**FAÇA ISTO**
Reescreva as linhas a partir da que contém "of the yellow" até o fim das linhas do conjunto, substituindo "knit" por "wool" e deixando todo o resto igual.

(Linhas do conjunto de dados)
====

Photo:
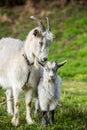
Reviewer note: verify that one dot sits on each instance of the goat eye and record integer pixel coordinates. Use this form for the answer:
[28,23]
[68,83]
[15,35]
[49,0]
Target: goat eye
[41,43]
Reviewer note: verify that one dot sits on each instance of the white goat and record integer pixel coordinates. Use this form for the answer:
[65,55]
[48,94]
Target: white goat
[17,69]
[49,90]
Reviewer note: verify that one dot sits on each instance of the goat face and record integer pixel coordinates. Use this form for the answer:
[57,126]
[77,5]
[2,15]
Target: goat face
[42,40]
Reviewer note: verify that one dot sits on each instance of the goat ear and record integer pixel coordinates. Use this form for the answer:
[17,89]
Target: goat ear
[36,33]
[61,64]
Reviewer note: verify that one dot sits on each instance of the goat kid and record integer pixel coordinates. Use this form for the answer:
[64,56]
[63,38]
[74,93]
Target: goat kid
[49,90]
[17,66]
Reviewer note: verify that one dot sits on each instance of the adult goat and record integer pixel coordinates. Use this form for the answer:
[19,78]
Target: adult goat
[17,64]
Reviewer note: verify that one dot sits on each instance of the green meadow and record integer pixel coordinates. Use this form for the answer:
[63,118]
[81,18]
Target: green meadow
[70,28]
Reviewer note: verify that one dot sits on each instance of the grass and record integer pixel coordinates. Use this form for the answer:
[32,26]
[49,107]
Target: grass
[71,114]
[70,27]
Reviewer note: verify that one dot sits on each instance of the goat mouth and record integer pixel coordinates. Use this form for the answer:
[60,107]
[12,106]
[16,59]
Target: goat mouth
[42,63]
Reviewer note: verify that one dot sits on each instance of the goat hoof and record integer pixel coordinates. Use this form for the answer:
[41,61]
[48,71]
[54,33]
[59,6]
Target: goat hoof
[44,122]
[15,121]
[51,123]
[30,121]
[10,112]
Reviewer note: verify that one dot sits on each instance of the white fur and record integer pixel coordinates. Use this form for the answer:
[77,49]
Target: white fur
[14,69]
[49,90]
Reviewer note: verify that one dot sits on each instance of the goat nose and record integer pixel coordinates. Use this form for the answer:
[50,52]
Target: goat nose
[45,59]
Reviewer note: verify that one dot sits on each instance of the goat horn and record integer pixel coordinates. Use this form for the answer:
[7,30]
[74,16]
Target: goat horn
[39,22]
[48,23]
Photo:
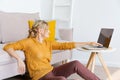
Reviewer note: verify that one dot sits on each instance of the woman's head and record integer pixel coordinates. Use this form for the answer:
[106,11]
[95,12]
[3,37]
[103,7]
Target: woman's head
[39,28]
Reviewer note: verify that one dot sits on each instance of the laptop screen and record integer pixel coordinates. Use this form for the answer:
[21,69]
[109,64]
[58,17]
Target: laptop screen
[105,36]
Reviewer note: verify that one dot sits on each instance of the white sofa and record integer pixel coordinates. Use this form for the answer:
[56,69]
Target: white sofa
[13,27]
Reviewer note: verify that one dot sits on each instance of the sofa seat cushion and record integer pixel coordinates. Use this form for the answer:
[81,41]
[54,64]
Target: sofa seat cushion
[57,56]
[6,59]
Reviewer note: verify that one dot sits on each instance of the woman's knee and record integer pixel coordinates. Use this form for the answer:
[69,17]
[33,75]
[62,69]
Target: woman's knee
[61,78]
[76,62]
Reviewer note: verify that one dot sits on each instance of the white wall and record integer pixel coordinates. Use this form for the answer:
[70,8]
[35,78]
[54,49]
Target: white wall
[44,7]
[89,16]
[20,5]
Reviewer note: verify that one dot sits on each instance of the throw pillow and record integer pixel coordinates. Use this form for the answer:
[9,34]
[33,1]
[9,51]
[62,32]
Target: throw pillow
[14,25]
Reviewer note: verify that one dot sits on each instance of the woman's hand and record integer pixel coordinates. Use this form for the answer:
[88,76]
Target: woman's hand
[94,44]
[21,67]
[81,44]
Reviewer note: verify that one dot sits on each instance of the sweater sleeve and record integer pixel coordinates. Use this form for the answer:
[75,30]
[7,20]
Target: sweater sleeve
[19,45]
[62,45]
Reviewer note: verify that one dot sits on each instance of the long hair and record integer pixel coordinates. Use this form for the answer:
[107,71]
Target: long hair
[33,32]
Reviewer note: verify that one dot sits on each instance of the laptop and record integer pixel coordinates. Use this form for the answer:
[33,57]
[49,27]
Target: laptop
[104,39]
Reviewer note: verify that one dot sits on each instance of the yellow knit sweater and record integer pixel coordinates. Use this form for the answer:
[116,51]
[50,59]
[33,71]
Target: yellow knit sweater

====

**RESPOSTA RESOLVIDA**
Reviewer note: verify that one dot sits on each instance of the yellow wool sweater and record integer pixel coordinates. Use this form for the answer:
[116,51]
[50,59]
[33,71]
Target: yellow wool sweater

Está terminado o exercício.